**What the exercise asks**. Print the lines of the rows below exactly, from the line containing "Crop-scouting request: mark the dirt" through the end of the rows, inclusive.

Dataset rows:
((
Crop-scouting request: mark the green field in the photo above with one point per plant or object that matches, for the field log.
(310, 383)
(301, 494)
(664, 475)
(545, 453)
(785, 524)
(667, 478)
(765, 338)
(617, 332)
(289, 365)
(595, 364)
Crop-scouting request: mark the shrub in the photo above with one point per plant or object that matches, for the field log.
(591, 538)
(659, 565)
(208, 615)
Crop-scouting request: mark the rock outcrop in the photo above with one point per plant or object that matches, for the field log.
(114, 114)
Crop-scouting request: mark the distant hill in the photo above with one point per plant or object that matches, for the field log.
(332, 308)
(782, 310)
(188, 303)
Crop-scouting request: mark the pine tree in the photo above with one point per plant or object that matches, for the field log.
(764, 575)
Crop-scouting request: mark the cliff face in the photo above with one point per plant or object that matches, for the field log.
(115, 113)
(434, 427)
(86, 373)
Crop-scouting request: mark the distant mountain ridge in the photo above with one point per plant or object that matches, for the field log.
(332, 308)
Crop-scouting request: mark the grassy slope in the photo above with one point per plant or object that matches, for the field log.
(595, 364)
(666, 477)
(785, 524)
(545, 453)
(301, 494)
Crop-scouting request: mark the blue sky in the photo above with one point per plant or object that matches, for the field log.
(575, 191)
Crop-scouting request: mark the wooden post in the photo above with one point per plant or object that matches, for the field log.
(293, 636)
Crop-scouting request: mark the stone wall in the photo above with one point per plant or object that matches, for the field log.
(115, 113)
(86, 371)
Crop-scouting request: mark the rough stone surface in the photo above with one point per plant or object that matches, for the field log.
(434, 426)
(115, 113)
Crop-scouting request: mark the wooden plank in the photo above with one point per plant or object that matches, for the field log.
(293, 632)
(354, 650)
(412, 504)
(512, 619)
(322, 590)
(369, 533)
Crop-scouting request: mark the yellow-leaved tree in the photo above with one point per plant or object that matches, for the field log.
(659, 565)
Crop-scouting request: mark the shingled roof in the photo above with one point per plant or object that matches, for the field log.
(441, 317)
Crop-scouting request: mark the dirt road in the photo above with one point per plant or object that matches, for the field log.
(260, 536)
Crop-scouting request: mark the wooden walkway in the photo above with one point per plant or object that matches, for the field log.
))
**Solved exercise**.
Crop-scouting request: mark the dirt road in the photo above with one point per plant or object that matches, for the field log.
(260, 536)
Crop-scouting request: mark the wooden walkway in the photo above with one point per plant or object that matches, for the field log.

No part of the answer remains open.